Sezione del documento:
######

E se nel marzo 2022 il New York Times si chiedeva se fossimo all’alba della fine della carne, nel 2025 possiamo affermare che no, che la carne rossa e la mascolinità bianca e cisgender che essa, da sempre accompagna, stanno benissimo, al contrario del mondo, e di molti suoi abitanti, ovviamente non bianchi e non carnivori. E assieme al Nyt anche altri giornali progressisti come il New Yorker e The Atlantic raccontano di come sta cambiando lo stile delle abitudini alimentari negli Usa di Trump. E sembrerebbe che i consumi di carne siano in aumento.
Sui social un (nuovo?) trend, i “meat influencer” fa strage di visualizzazioni, enfatizzando uno stile di vita a base di muscoli esibiti e carne cruda, meglio se ancora pulsante. Uno dei suoi più famosi alfieri “The Liver King” (il re del fegato, avete capito bene) con la sua dieta a base di interiora e testicoli, è protagonista di un documentario Netflix, e con lui orde di ominidi barbuti fedeli al credo di #Bbbe: beef, bacon, butter, eggs, (manzo, pancetta, burro e uova).Il richiamo, tipicamente da estrema destra è un’alimentazione di tipo ancestrale, primitiva, di un passato lontano e fumoso (!), i cui contorni sono lontani e poco definibili.
Il meat influencer si è scritto è il contrario del foodie: il suo è food horror non food porn, questi uomini che mangiano carne che gronda sangue, rigorosamente con le mani, (le posate e i piatti sono da maschio beta, da perdente, da sfigato) aspirano ad essere un modello per i maschi in crisi d’identità, che comprano i corsi di seduzione online, e sognano di essere Andrew Tate, (almeno quando è fuori dal carcere).
Se carne rossa, bacon, e uova, sono le fonti di proteine ammesse da questi (autoproclamati) maschi alfa, quella bandita invece, ovvero la proteina nemica, progressista, woke, è la soia. Sì, la soia e i suoi derivati sarebbero l’arma biologica con cui una cospirazione internazionale sta depotenziando la mascolinità occidentale, facendo diventare tutti i maschi, deboli, vulnerabili e queer: dei Soy Boy.
I Soy Right, infatti, esponenti di questa corrente (culturale?) di maschi bianchi che hanno scelto la soia (e i suoi derivati) come nemico, sostengono che la soia contenga estrogeni, e che quindi il suo consumo, nei maschi porti a sviluppare tratti fisici femminili, e in generale debolezza, tratto che i maschi carnivori associano, di default, alla femminilità. Il maschio della era Trump, beve (e digerisce) il latte intero, rifiuta la soia in ogni sua forma, si nutre di snack a base di proteine animali, prodotti da veterani dell’esercito, e carne cruda preferibilmente.

######

Prova tu:
Ricopia dal brano sulla carne e la mascolinità tutto ciò che va da "I Soy Right, infatti, esponenti" fino a "carne cruda preferibilmente.". I record sono materiale distinto dal brano e non ne fanno parte.

######

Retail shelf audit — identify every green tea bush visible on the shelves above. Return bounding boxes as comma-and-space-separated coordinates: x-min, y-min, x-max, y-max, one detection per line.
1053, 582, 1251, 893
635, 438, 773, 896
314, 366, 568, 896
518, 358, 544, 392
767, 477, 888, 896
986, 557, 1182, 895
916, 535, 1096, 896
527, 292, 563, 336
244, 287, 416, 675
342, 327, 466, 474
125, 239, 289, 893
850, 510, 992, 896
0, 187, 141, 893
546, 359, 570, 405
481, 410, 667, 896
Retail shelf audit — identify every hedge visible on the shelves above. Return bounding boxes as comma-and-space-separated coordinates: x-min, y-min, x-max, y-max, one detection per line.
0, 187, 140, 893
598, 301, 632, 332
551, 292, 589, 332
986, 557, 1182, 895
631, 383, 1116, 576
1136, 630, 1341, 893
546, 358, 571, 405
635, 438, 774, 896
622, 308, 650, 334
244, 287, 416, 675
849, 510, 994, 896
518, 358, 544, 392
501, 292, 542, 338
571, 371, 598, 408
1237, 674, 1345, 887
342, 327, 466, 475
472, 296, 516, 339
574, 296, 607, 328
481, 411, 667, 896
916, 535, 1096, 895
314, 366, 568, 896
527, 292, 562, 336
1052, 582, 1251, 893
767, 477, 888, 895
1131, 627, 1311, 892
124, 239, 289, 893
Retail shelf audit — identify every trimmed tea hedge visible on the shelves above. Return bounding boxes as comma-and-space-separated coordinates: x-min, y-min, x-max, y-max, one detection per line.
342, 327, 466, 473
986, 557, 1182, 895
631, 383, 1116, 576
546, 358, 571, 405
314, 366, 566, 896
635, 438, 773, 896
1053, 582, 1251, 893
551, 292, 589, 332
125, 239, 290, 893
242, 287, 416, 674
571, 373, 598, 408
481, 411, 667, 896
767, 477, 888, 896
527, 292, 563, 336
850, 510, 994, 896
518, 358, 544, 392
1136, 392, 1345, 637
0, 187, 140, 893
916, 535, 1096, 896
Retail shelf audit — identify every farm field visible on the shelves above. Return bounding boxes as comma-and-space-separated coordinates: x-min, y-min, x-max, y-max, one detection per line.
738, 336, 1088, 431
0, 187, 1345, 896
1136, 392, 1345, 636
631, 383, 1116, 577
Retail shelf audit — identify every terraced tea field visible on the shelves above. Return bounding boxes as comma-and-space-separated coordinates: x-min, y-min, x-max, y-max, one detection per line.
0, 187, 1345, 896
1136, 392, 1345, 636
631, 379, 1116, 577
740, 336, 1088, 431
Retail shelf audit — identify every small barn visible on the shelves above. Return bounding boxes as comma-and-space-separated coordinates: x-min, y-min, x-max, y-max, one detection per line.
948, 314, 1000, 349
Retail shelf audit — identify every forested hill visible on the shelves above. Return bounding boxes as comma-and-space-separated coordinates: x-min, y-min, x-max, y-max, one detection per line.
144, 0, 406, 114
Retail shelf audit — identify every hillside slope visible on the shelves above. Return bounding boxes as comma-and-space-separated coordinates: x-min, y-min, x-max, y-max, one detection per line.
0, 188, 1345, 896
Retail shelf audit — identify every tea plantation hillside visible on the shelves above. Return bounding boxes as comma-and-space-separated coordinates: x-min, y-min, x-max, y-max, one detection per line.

######

Compito svolto:
I Soy Right, infatti, esponenti di questa corrente (culturale?) di maschi bianchi che hanno scelto la soia (e i suoi derivati) come nemico, sostengono che la soia contenga estrogeni, e che quindi il suo consumo, nei maschi porti a sviluppare tratti fisici femminili, e in generale debolezza, tratto che i maschi carnivori associano, di default, alla femminilità. Il maschio della era Trump, beve (e digerisce) il latte intero, rifiuta la soia in ogni sua forma, si nutre di snack a base di proteine animali, prodotti da veterani dell’esercito, e carne cruda preferibilmente.